Starting with the line that contains "[segment] white road" and running through the end of the records, write out every line again, requests included. Multiply each polygon coordinate in the answers by 0.75 and round to whole numbers, with halves going up, and give only those lines.

-------- SUPPLIED RECORDS

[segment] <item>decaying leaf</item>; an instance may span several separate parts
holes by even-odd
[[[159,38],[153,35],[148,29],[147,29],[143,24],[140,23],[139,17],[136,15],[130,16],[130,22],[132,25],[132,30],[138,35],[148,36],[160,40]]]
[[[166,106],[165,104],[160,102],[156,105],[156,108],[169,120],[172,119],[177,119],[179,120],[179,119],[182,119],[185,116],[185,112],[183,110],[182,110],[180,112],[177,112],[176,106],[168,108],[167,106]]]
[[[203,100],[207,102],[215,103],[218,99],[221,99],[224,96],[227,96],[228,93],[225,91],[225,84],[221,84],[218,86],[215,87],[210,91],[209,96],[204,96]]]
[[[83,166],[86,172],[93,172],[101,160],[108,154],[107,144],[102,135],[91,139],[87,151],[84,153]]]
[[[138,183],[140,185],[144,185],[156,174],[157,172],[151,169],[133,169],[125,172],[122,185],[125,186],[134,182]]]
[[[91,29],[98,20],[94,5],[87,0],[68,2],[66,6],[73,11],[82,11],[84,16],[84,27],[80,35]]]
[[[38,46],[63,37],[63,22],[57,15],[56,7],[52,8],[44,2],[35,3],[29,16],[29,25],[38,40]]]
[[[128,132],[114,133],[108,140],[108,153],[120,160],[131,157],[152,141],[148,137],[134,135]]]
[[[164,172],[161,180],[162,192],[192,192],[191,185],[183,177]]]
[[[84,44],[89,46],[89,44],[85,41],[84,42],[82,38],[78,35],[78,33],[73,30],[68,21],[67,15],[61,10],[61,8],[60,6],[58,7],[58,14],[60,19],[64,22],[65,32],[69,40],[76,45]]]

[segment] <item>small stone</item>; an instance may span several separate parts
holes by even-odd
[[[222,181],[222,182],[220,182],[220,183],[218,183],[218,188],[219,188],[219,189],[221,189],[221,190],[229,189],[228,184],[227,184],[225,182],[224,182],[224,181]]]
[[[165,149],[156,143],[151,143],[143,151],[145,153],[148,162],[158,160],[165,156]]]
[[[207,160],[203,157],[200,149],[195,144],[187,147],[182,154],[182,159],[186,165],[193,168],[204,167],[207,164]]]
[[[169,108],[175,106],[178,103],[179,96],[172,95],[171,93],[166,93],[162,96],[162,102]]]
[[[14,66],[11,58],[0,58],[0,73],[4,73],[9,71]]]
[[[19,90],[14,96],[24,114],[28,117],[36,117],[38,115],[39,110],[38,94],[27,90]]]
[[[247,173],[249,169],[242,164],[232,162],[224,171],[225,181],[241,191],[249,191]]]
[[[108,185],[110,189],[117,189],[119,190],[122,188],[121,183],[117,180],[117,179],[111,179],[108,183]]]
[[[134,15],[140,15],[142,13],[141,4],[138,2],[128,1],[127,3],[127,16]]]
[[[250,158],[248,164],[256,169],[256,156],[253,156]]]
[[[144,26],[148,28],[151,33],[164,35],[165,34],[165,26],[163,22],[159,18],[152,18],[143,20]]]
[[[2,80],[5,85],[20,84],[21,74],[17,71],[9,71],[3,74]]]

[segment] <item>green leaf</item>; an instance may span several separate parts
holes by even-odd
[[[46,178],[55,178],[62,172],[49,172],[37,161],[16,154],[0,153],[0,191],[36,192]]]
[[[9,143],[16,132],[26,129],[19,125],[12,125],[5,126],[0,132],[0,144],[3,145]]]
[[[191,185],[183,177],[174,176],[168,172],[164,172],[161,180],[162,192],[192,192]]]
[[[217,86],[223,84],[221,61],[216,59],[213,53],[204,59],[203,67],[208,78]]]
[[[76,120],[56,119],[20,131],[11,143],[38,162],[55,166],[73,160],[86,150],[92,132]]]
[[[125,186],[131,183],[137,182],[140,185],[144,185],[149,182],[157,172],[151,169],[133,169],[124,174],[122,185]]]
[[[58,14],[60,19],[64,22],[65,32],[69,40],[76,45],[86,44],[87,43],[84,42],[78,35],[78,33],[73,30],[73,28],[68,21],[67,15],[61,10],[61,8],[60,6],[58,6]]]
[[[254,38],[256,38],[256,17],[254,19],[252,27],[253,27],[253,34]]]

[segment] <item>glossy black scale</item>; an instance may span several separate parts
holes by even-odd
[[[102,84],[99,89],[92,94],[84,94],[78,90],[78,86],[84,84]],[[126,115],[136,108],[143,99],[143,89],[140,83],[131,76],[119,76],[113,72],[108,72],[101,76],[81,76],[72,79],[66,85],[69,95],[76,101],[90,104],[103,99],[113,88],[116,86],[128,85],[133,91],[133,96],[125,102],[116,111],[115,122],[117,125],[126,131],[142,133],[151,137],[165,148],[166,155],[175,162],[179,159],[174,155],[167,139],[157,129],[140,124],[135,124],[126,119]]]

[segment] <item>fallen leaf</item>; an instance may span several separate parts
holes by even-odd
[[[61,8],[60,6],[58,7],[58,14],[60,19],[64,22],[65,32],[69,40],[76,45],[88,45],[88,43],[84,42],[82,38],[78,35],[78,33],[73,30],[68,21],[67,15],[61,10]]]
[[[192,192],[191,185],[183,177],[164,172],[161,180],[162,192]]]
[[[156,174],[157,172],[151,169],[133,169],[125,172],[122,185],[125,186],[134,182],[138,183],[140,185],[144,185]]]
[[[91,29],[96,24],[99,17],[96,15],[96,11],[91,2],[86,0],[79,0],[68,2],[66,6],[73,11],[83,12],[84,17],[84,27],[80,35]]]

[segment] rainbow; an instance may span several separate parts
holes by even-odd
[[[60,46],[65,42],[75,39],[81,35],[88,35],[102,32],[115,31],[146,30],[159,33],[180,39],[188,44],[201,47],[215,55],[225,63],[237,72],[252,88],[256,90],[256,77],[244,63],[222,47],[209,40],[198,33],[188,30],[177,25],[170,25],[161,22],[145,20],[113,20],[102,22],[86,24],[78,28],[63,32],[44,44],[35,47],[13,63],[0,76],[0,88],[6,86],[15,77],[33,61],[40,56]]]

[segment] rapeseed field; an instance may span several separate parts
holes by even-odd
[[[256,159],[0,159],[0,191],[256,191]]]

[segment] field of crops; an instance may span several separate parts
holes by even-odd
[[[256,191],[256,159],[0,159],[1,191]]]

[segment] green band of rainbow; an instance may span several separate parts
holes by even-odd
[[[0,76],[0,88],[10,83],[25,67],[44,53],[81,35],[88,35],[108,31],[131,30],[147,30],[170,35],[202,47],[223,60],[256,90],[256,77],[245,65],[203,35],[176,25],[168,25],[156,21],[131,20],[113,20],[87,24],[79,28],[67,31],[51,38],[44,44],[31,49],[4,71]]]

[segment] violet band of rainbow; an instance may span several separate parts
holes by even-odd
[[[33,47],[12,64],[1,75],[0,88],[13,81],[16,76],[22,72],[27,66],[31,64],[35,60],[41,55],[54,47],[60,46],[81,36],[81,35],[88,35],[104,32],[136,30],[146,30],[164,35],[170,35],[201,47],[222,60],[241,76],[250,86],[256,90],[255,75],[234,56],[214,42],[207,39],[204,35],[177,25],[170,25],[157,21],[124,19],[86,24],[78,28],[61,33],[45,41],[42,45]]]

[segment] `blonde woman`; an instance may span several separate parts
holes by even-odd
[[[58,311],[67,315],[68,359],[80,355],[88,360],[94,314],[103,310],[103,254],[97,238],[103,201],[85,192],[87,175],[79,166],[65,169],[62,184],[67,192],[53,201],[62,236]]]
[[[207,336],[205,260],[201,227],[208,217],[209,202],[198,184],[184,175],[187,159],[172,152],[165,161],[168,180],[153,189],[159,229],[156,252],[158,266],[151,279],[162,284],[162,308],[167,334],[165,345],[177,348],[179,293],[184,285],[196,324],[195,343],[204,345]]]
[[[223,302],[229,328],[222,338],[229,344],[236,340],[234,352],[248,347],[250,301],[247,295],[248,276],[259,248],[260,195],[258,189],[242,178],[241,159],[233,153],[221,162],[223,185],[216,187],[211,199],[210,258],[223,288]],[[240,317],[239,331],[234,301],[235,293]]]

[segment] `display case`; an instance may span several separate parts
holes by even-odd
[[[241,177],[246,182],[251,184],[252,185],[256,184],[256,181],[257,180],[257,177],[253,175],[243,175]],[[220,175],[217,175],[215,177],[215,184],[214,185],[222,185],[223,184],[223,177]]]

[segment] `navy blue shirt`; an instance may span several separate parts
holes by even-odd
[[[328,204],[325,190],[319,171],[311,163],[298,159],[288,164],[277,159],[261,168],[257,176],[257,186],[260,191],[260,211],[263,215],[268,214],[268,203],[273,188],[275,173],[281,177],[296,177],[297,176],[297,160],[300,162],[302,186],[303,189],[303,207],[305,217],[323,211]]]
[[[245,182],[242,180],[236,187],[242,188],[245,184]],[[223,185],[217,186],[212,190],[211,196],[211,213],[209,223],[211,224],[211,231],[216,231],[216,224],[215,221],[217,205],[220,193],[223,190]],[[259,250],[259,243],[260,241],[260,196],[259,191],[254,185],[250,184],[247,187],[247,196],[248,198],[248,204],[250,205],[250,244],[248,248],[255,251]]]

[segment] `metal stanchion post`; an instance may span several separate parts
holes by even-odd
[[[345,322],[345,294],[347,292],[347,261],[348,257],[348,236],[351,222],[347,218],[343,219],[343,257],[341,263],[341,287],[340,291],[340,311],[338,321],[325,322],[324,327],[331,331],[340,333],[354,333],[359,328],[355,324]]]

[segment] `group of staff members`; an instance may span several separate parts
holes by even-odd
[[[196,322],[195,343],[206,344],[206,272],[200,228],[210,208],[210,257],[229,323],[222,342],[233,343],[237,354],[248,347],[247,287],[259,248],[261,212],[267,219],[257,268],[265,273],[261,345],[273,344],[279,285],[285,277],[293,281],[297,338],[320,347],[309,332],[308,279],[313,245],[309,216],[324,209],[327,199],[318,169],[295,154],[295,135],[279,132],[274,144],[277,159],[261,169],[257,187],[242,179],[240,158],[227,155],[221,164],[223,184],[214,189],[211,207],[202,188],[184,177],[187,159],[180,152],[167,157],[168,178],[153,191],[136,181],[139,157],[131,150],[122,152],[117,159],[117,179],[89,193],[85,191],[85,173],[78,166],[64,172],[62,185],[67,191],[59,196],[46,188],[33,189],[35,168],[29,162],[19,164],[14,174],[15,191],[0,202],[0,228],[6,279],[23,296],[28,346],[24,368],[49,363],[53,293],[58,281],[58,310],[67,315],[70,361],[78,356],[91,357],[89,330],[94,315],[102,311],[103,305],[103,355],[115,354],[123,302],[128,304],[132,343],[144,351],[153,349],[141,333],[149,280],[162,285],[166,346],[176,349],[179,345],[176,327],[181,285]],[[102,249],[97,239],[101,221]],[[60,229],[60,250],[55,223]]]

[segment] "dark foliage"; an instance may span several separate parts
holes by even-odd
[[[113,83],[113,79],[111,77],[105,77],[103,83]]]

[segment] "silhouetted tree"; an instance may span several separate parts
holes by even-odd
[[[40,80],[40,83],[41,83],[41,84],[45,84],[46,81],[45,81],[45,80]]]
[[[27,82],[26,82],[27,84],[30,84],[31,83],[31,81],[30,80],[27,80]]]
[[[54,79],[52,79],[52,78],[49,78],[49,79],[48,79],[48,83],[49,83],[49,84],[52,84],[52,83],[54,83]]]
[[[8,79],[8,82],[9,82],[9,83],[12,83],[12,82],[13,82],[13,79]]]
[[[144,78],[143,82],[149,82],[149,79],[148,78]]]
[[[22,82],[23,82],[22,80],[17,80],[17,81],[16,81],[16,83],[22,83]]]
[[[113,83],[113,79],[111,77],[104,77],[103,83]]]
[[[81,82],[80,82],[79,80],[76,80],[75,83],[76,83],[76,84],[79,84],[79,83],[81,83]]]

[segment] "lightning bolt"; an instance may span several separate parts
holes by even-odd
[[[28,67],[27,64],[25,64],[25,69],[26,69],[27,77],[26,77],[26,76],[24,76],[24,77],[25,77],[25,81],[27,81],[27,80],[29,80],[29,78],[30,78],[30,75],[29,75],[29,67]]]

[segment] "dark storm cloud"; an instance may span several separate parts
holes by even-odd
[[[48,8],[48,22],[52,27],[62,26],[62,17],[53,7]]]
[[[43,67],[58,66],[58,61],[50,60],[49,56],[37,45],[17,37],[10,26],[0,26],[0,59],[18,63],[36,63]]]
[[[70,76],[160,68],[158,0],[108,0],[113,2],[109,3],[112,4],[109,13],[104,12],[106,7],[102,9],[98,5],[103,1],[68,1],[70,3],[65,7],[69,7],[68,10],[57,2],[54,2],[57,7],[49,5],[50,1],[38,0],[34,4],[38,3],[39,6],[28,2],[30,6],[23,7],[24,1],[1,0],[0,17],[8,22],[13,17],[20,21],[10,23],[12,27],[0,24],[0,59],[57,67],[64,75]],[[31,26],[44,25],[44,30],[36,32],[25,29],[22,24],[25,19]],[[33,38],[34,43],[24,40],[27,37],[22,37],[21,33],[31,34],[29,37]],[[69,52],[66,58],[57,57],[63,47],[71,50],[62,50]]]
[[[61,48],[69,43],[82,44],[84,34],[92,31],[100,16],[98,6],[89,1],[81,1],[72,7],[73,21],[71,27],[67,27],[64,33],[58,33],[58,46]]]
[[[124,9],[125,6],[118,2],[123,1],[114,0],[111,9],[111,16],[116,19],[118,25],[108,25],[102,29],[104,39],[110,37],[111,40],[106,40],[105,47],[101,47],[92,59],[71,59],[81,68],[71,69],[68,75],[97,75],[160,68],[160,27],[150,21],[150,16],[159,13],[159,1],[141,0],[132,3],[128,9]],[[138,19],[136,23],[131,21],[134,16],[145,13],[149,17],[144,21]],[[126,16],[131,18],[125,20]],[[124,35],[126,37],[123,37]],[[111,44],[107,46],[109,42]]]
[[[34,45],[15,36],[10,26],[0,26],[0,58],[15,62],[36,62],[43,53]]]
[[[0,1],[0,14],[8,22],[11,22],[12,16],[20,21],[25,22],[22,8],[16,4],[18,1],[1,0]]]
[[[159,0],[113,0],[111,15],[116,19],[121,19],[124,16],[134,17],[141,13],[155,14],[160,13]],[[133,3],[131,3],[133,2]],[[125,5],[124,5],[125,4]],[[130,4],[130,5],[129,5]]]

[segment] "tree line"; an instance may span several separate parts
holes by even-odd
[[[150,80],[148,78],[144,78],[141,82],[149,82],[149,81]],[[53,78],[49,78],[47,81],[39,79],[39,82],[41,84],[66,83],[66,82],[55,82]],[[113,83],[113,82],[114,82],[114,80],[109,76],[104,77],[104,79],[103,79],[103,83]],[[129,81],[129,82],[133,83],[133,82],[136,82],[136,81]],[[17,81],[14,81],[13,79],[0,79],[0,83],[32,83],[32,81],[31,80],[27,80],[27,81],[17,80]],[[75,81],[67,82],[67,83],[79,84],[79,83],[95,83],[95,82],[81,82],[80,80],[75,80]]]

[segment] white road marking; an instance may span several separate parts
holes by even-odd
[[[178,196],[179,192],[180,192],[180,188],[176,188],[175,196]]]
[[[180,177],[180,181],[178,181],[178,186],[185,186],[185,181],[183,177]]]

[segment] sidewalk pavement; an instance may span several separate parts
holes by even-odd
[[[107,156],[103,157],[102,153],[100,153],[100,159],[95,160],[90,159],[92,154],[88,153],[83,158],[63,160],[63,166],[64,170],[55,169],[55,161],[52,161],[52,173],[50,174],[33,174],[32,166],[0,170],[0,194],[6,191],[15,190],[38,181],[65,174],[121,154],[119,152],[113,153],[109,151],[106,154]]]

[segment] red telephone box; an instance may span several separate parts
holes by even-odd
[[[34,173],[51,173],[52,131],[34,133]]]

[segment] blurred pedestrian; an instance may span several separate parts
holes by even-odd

----------------

ANSWER FOR THE TASK
[segment] white road marking; an instance may span several separate parts
holes by even-odd
[[[134,147],[134,144],[135,144],[135,141],[132,141],[131,147]]]
[[[135,133],[135,136],[134,136],[134,140],[139,140],[139,136],[137,133]]]

[segment] sidewalk pavement; an instance may span several separate parts
holes by even-odd
[[[80,117],[77,118],[77,115],[75,115],[75,119],[71,120],[68,119],[69,116],[66,115],[62,119],[47,120],[47,125],[48,128],[41,127],[41,121],[39,121],[39,130],[38,131],[25,131],[24,125],[0,128],[0,146],[5,143],[11,143],[29,136],[49,131],[91,116],[89,114],[85,115],[82,113],[80,116]]]

[segment] red telephone box; an instance may span several separate parts
holes by even-odd
[[[26,130],[38,130],[39,98],[26,100]]]

[segment] blurred pedestrian; an instance may span several separate parts
holes by even-odd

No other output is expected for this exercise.